Task details: Every record must come back unchanged, apart from the pictures, which are dropped.

Records for the task:
================================
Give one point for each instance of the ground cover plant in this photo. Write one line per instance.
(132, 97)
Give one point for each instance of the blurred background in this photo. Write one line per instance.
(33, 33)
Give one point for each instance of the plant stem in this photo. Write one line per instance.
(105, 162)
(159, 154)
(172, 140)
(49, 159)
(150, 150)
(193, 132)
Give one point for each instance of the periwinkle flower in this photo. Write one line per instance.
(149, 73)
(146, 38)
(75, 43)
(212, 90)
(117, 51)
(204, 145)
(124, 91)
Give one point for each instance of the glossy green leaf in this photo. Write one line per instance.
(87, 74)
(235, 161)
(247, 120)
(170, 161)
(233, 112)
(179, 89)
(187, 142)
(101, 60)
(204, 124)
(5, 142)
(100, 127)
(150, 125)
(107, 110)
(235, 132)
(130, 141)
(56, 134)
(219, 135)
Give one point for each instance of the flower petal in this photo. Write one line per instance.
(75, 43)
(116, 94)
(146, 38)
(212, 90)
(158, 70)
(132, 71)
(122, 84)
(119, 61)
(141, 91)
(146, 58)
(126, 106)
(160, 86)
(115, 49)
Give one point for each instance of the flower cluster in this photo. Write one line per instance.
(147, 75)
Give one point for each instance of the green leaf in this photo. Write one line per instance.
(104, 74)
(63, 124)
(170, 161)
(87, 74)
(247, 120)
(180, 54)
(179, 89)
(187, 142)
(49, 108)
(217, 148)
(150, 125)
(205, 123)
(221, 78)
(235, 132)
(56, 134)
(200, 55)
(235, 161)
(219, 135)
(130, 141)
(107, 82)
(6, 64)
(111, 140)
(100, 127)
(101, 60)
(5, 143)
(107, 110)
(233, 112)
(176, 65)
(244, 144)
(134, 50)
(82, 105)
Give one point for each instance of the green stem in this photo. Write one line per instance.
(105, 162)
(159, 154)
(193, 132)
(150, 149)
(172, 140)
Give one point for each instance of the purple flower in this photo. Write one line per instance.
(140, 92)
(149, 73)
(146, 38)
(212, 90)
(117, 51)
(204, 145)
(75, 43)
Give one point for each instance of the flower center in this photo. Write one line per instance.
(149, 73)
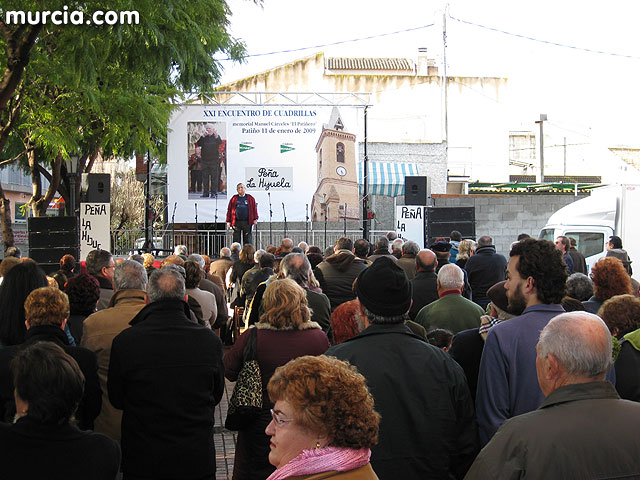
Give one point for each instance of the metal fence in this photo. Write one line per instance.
(209, 242)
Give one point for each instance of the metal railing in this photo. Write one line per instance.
(209, 242)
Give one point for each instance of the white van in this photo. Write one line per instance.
(610, 210)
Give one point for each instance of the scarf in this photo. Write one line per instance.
(320, 460)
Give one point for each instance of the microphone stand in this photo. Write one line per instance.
(345, 219)
(255, 241)
(197, 236)
(270, 220)
(285, 220)
(173, 226)
(306, 225)
(215, 226)
(326, 216)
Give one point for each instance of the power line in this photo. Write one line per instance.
(341, 42)
(547, 42)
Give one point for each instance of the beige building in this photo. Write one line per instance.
(407, 109)
(337, 194)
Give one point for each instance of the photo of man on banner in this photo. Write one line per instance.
(207, 159)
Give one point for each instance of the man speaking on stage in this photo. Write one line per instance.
(242, 214)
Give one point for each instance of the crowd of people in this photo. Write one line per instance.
(377, 360)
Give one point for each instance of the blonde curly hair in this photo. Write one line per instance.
(330, 398)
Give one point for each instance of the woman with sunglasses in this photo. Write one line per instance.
(323, 422)
(284, 332)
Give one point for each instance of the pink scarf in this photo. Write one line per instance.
(320, 460)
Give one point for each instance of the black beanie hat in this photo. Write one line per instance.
(384, 288)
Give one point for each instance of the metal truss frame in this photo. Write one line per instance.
(311, 99)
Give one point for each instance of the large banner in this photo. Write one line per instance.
(301, 159)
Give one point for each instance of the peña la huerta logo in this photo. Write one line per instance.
(286, 147)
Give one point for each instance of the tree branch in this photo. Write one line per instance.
(17, 60)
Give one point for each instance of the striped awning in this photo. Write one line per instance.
(386, 178)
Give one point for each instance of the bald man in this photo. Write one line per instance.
(425, 283)
(582, 429)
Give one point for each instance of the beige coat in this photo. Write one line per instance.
(98, 332)
(362, 473)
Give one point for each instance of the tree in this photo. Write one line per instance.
(90, 89)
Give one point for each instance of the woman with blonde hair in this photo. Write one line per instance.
(465, 251)
(284, 332)
(323, 422)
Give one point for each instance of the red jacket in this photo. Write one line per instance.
(231, 210)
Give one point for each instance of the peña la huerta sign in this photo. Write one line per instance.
(284, 151)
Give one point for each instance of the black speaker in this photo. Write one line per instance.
(98, 188)
(50, 238)
(415, 190)
(441, 221)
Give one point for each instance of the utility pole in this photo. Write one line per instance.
(565, 157)
(543, 118)
(446, 82)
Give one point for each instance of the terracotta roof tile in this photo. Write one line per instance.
(369, 64)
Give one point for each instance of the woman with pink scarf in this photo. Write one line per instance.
(323, 422)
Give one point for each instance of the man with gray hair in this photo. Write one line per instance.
(407, 261)
(180, 250)
(166, 374)
(451, 311)
(381, 249)
(396, 247)
(221, 266)
(484, 269)
(428, 428)
(209, 286)
(100, 328)
(582, 420)
(425, 283)
(101, 265)
(579, 286)
(235, 251)
(296, 266)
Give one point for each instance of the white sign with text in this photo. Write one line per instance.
(410, 223)
(95, 227)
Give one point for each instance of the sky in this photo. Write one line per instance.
(584, 94)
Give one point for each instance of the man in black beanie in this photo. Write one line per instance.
(428, 428)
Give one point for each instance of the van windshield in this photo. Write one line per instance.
(546, 234)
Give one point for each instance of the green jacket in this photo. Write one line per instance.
(452, 312)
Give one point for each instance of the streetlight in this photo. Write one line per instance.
(543, 118)
(72, 172)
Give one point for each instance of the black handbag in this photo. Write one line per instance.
(245, 403)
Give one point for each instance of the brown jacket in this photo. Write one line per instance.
(99, 330)
(362, 473)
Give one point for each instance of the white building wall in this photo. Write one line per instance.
(409, 108)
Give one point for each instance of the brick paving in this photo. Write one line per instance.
(225, 440)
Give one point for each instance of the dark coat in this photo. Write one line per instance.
(580, 431)
(425, 291)
(56, 452)
(166, 374)
(428, 427)
(484, 269)
(221, 301)
(274, 349)
(466, 349)
(579, 262)
(628, 372)
(250, 282)
(592, 305)
(91, 402)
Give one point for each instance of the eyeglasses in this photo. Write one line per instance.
(280, 420)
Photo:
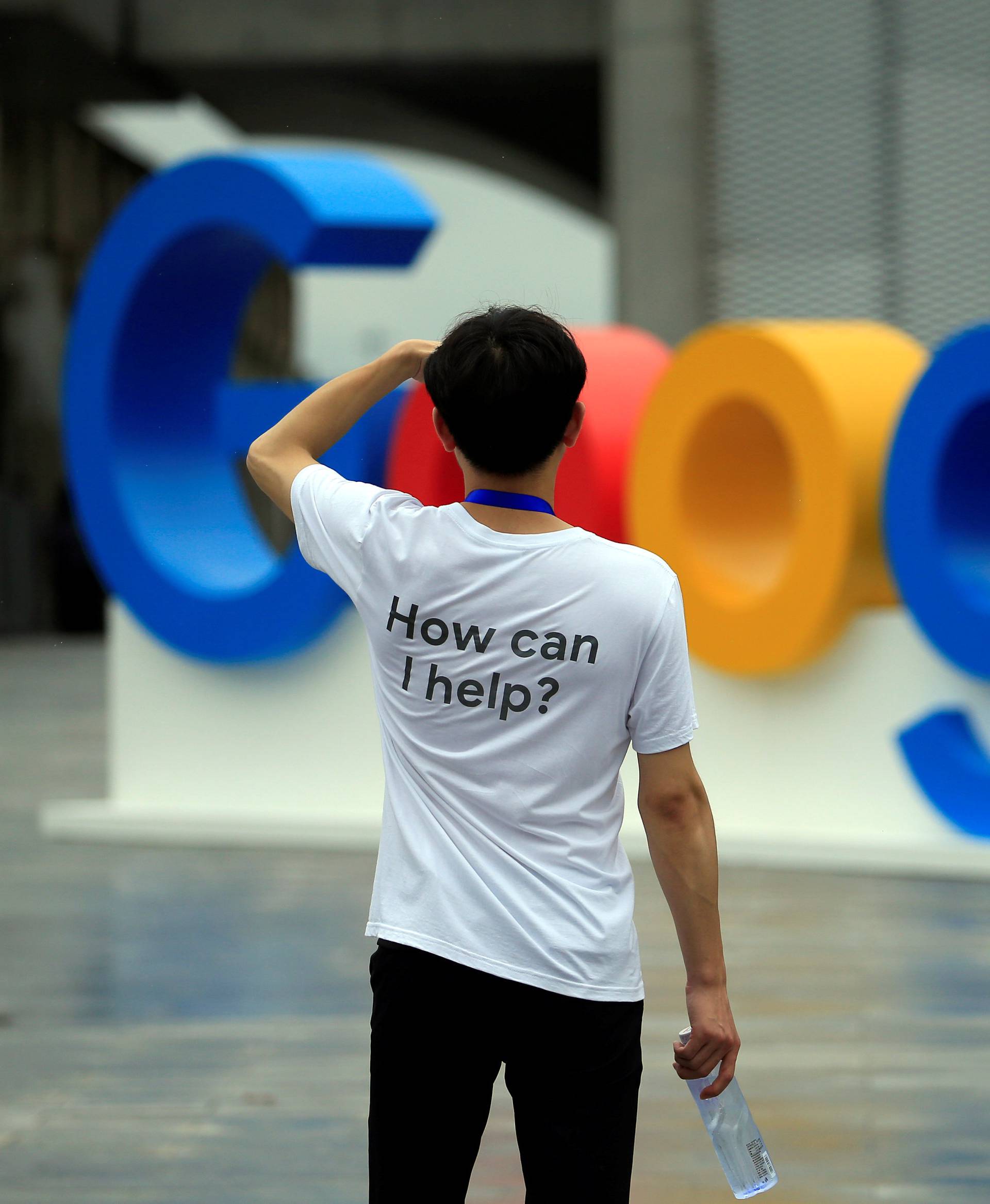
================================
Task answer:
Give one point for each instance of the ground cover plant in this photo. Write one line per instance.
(132, 97)
Give one point for each instance of the blurred background in this photo. Write one line per instance.
(33, 33)
Give one point for each instance of the plant stem in this photo. Write one line per instance.
(105, 162)
(159, 154)
(172, 140)
(49, 159)
(150, 150)
(193, 132)
Give one point for each instance of the periwinkle flower in this photo. Write one line per instance.
(149, 73)
(146, 38)
(75, 43)
(212, 90)
(117, 51)
(204, 145)
(124, 91)
Give one point for each instance of the glossy green leaf in this photo. Write one line per instance.
(87, 74)
(235, 161)
(247, 120)
(170, 161)
(233, 112)
(179, 89)
(187, 142)
(101, 60)
(204, 124)
(5, 142)
(100, 127)
(150, 125)
(107, 110)
(235, 132)
(130, 141)
(56, 134)
(219, 135)
Give one point for each instance of the flower petal in this photo. Write one line per instance.
(75, 43)
(116, 94)
(146, 38)
(212, 90)
(158, 70)
(132, 71)
(122, 84)
(119, 61)
(141, 91)
(146, 58)
(126, 106)
(160, 86)
(115, 49)
Give one point for each instance of the flower cluster in this photo. Write one line per instance.
(147, 75)
Give one point for each instance of the green leaf in this photo. Write one line per instance.
(104, 74)
(63, 124)
(170, 161)
(87, 74)
(247, 120)
(180, 54)
(179, 89)
(187, 142)
(49, 108)
(217, 148)
(150, 125)
(205, 123)
(221, 78)
(235, 132)
(56, 134)
(200, 55)
(235, 161)
(219, 135)
(130, 141)
(107, 82)
(6, 64)
(111, 140)
(100, 127)
(101, 60)
(5, 143)
(107, 110)
(233, 112)
(176, 65)
(244, 144)
(134, 50)
(82, 105)
Give one point for each instance of the green stem in this photo. Write one line per instance.
(105, 162)
(159, 154)
(193, 132)
(150, 149)
(172, 140)
Give one point for each instance of the purple flower in this photo. Write one line per instance.
(140, 92)
(149, 73)
(146, 38)
(212, 90)
(117, 51)
(204, 145)
(75, 43)
Give one point for each instance of the flower center in this photo. Write one line per instance.
(149, 73)
Give one point for each instance of the metal fence in this photo. Write one line per instance.
(209, 242)
Give one point for each instance of the metal railing in this photo. Write one line per instance.
(209, 242)
Give one point for each instance of the white van in this photo. Write one line per instance.
(610, 210)
Give one point for each instance of the scarf in this photo. Write one line per instance.
(320, 460)
Give one point for each instance of the microphone stand in this photo. Write one line per instance.
(345, 219)
(255, 241)
(197, 236)
(270, 220)
(285, 220)
(173, 226)
(306, 225)
(215, 226)
(326, 216)
Give one point for each instance of the power line in this photo. Write one line per instance.
(341, 42)
(547, 42)
Give one point for each instance of the beige building in this photo. Write one line per instance.
(407, 109)
(337, 194)
Give one point for each instance of the photo of man on banner in this photo. Write one line per instance.
(207, 159)
Give one point for each instance of the man speaking on stage in this photo. Write one line per instance.
(242, 214)
Give one point for each instance of the crowd of people in this photo. Write one line per instance.
(377, 360)
Give one point for each instance of the blonde curly hair in this photo. Write one line per instance.
(330, 398)
Give one point for each instance of the woman with sunglasses in this photo. Write one line per instance.
(323, 422)
(284, 332)
Give one point for each instance of the pink scarf in this photo. Write one line per instance.
(320, 460)
Give one point for each instance of the black beanie hat in this photo. Write one line per instance.
(384, 288)
Give one point for each instance of the metal truss frame in this photo. Write one line per instance.
(311, 99)
Give one point for each instance of the large banner in this photo. Write one line per instance.
(301, 159)
Give one point for each instance of the peña la huerta logo in this photo. Write one line per instance.
(286, 147)
Give one point for each instance of the tree branch in this photo. Write one line per instance.
(17, 60)
Give one point for each instance of the striped awning in this photo. Write one line per instance.
(386, 178)
Give one point for each instance of the bald man in this photo. Write one line per instance.
(425, 283)
(582, 429)
Give one point for each instance of the beige coat in this photo. Write one line per instance.
(98, 332)
(362, 473)
Give one point for each instance of the tree in this photo. Write one line per instance.
(90, 89)
Give one point for each instance of the woman with blonde hair in this photo. Write one line per instance.
(465, 251)
(284, 332)
(323, 422)
Give one point for each instance of the red jacket in this photo. Write one line per instance.
(231, 210)
Give one point for each instance of the peña la huerta sign in this photo. Write one line per instance.
(284, 151)
Give one point for each instance of the black speaker in this photo. Write one line per instance.
(98, 188)
(50, 238)
(415, 190)
(441, 221)
Give one point for each instance of the utility pole in this photo. Write one line per instance.
(565, 157)
(543, 118)
(446, 82)
Give one point for each instance of the terracotta roof tile in this photo. Write one line per instance.
(369, 64)
Give one point for each instance of the woman with pink scarf in this photo. Write one line per instance.
(323, 422)
Give one point for each instance of the man with gray hair in this photo. Write one line per instance.
(407, 261)
(180, 250)
(166, 374)
(451, 311)
(381, 249)
(396, 247)
(221, 266)
(484, 269)
(428, 428)
(209, 286)
(100, 328)
(582, 420)
(425, 283)
(101, 265)
(579, 286)
(235, 251)
(296, 266)
Give one point for each instance of the white sign with text in this photo. Write one line per instance.
(410, 223)
(95, 227)
Give one point for each instance of the sky in this photo. Write one line per instance.
(584, 94)
Give one point for each instance of the man in black beanie in this photo. Write one line per instance.
(428, 428)
Give one point for each instance of the van windshield in this photo. Write one line per instance.
(546, 234)
Give one point for each instance of the green jacket in this photo. Write one line per instance.
(452, 312)
Give one point for each instance of the streetlight in this photo. Write one line per instance.
(543, 118)
(72, 172)
Give one point for each instance of the black handbag in this photo. Write one line per instance.
(245, 403)
Give one point for each instance of the brown jacket in this photo. Write one line per instance.
(99, 330)
(362, 473)
Give one point for each instance of the white building wall in this photo. Write one line per instance.
(409, 108)
Give one point for each instance of the brick paving in this photo. Write one line per instance.
(225, 440)
Give one point for each instance of the dark coat in this photo. Write one line per instance.
(580, 431)
(425, 291)
(56, 452)
(166, 374)
(428, 427)
(484, 269)
(221, 301)
(274, 349)
(466, 349)
(579, 262)
(628, 372)
(250, 282)
(592, 305)
(91, 402)
Give one point for each instance of the eyeglasses in this photo. Write one line per instance.
(280, 420)
Photo:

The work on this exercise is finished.